DOCUMENT PASSAGE:
Content starts

The strange story of the pin-hunting obsession

Vol. 21 No. 2 April 2001

In the article by Will Klunker (starting on page 15), the repertorising shows the rubrics, from page 79 of Kent, “SENSITIVE, steel points directed towards her.” A similar rubric, Kent page 44, is “FEAR, of pins.” – both highlight Silica.

Boericke’s Materia Medica has, under Silica “. . . thinks only of pins, fears them, searches and counts them.”

So where does this well-established notion that Silica is a remedy crazy pin-hunting come from? Is it based on such frequent experience that it is worthy of being repeated all over the place?

These questions interested the Canadian homœopath André Saine, and he comments on them in his book, Homœopathy and Psychiatric Patients (Lutra, Netherlands), on page 149.

Fears, searches and counts pins. Have you ever seen a case reported where somebody counts pins? Every materia medica that you read about Silicea repeats the same thing. Counts pins, searches pins and so on.

I tried to look in the literature. I found one case, and it is the case that all materia medica are being written from. Every author repeats the same thing, but I have never seen another case reporting it that way. I will tell you the case.

Content ends

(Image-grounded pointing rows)

Content starts

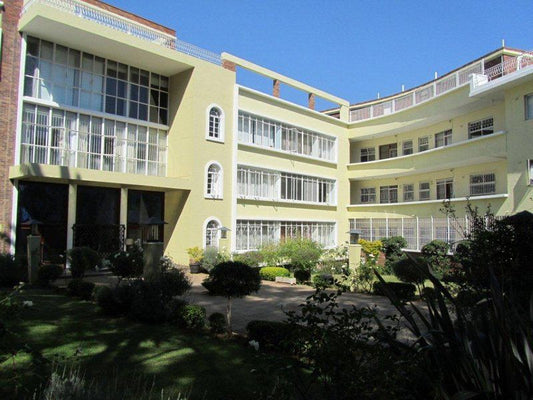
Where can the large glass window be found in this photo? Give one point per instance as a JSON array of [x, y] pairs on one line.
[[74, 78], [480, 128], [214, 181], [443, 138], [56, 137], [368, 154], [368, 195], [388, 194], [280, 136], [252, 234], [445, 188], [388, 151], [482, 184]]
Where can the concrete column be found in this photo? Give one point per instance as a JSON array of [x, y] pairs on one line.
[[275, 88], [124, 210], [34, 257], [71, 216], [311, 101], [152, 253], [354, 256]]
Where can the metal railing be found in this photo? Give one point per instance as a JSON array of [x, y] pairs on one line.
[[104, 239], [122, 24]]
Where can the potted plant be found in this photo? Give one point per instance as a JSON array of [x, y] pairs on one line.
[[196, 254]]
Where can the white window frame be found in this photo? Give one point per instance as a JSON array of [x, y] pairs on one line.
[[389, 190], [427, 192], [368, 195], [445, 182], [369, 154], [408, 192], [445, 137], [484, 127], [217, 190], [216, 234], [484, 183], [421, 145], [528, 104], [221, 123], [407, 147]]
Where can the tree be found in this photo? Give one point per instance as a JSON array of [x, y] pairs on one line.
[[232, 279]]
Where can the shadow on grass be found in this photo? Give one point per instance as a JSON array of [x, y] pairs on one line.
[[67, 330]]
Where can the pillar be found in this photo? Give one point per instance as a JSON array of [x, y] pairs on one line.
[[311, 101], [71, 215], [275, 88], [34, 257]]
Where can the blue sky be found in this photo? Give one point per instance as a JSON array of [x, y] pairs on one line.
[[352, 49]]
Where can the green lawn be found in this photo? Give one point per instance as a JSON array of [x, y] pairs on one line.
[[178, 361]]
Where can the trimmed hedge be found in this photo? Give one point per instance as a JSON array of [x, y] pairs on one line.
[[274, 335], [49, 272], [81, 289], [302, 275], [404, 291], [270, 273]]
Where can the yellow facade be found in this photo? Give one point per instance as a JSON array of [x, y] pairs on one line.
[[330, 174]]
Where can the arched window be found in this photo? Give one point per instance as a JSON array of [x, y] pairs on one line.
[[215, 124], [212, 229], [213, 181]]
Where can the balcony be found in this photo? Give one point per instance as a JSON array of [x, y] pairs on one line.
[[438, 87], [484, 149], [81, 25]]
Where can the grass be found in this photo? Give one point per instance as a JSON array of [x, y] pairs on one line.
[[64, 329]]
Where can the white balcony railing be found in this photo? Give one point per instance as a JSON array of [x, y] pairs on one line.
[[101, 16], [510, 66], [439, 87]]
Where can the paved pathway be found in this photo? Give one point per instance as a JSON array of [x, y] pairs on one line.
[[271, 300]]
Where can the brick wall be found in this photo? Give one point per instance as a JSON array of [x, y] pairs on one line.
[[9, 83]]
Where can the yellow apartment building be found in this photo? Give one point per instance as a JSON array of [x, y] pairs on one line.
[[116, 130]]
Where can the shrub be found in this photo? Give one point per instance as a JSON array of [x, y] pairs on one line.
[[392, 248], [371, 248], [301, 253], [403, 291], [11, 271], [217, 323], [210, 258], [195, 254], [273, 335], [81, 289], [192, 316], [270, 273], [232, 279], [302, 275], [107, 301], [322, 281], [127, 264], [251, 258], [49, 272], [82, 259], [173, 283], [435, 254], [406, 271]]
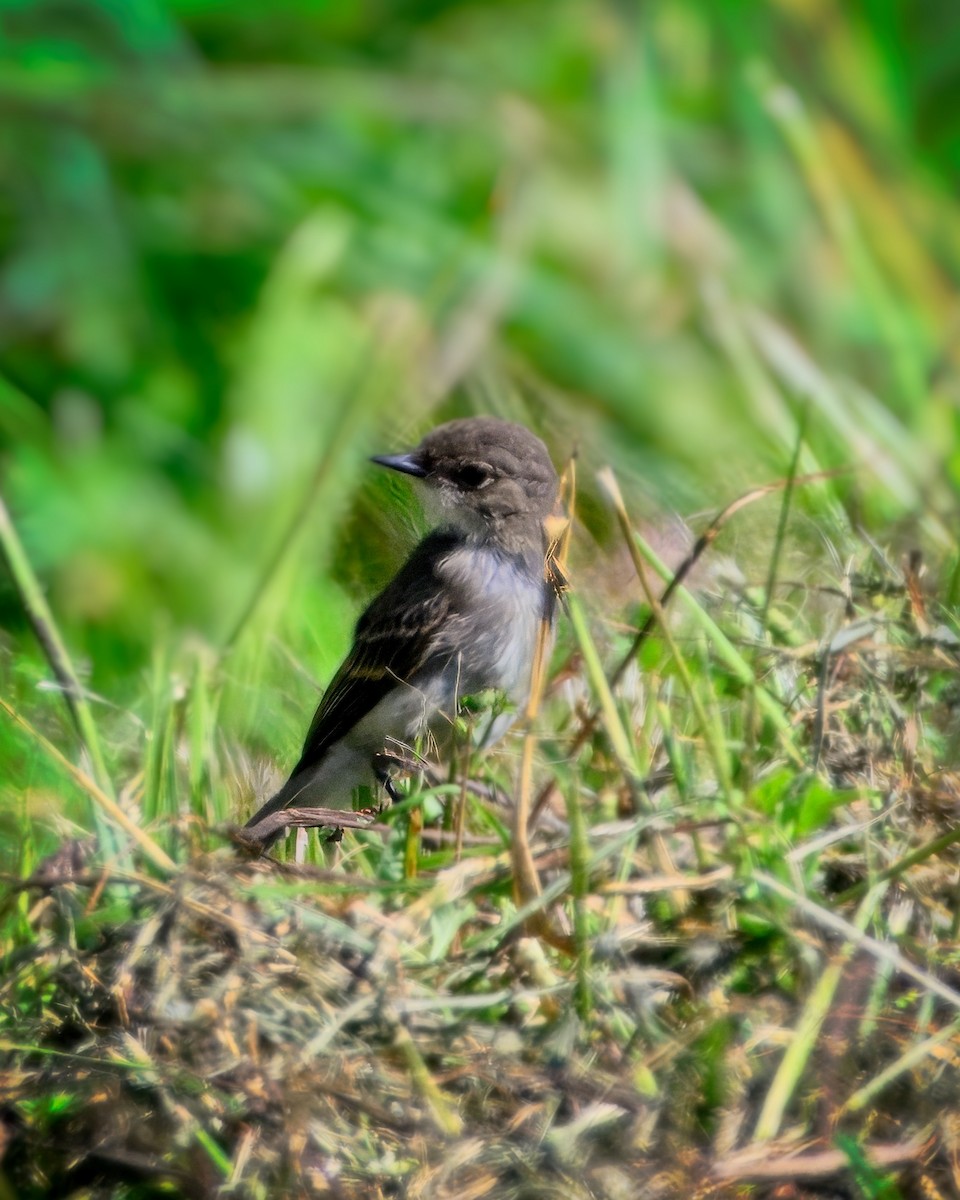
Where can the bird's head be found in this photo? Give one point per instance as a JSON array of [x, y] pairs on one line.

Content ends

EXERCISES TO COMPLETE:
1 – Answer these questions from the passage on the pin-hunting obsession:
(a) On which page of Kent does the rubric "FEAR, of pins." appear?
(b) What nationality is André Saine given in the passage?
(c) On which page of his book does André Saine comment on these questions?
2 – Write the next part of the passage on the pin-hunting obsession, picking up right after its last sentence.

ANSWERS BY ITEM:
1 –
(a) Page 44
(b) Canadian
(c) Page 149

2 –
CASE: woman searching for pins

The case was a woman – and that was reported a long time ago, like 1835. It was a woman that was preparing a cake. She made food for the family and she noticed that there were pins in the kitchen that she couldn’t find afterwards. She had fear that the pins went into the cake that she baked, and she searched the cake to look for the pins and then she couldn’t find them. So she searched all over the rest of the food, she was sure that they were in the food.

That was a cured case with Silicea, and it was reported: “Fixed ideas because thinking of pins.” It was just thinking about the pins being in the food. Then one author after another reports it and reports it, and the reference is always the same reference. The remedy seems to have more and more importance, sometimes it is in bold type. Because I have never seen it reported in a cured case, besides that single case in 1835, I doubt that the symptom is real.